◆ **PASSAGE PROVIDED**
CANNES REVIEW: Four Daughters, Les Filles D’Olfa, New Docudrama, Premieres at Cannes
Writer and director Kaouther Ben Hania (Beauty and the Dogs and The Man Who Sold His Skin) brings Four Daughters and the story of Olfa Hamrouni and her daughters, two of which are lost to ISIS, to rave reviews as it premieres at the Cannes Film Festival as an Official Selection In Competition.
Olfa, a Tunisian woman and mother of four daughters, grapples with the loss of two of her eldest daughters to ISIS in this thrilling drama part documentary on the close-knit lives of her family that was torn apart by the religious brainwashing and conditioning of the political and militant party.
Four Daughters focuses on a film that is being made in which two actresses are selected to play the missing daughters, the two remaining daughters Eya and Tayssir Chikhaoui, as well as Olfa, who is coaching Hend Sabri the actress that portrays her.
The film weaves in and out of real vs. fiction as Olfa is forced to reenact many of the moving and turbulent moments in her and her daughter’s lives and still experience the pain of the loss of not only her two daughters but also a granddaughter who one of her daughters has had since succumbing to the militant abduction of her adult children.

◆ **THE TASK**
List every person the Four Daughters review names.

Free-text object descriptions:
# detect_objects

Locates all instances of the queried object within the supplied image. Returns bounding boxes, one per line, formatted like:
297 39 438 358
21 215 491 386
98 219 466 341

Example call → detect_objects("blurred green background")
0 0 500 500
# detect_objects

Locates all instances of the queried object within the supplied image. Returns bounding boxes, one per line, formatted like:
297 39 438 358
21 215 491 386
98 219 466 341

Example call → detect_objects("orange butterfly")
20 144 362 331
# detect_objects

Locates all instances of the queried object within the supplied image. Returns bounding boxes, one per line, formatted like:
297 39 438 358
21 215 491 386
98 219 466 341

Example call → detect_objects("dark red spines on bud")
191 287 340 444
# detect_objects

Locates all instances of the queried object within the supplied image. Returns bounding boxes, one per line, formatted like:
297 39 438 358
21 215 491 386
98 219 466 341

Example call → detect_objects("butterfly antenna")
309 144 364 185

◆ **OUTPUT OF THE TASK**
- Kaouther Ben Hania
- Olfa Hamrouni
- Eya Chikhaoui
- Tayssir Chikhaoui
- Hend Sabri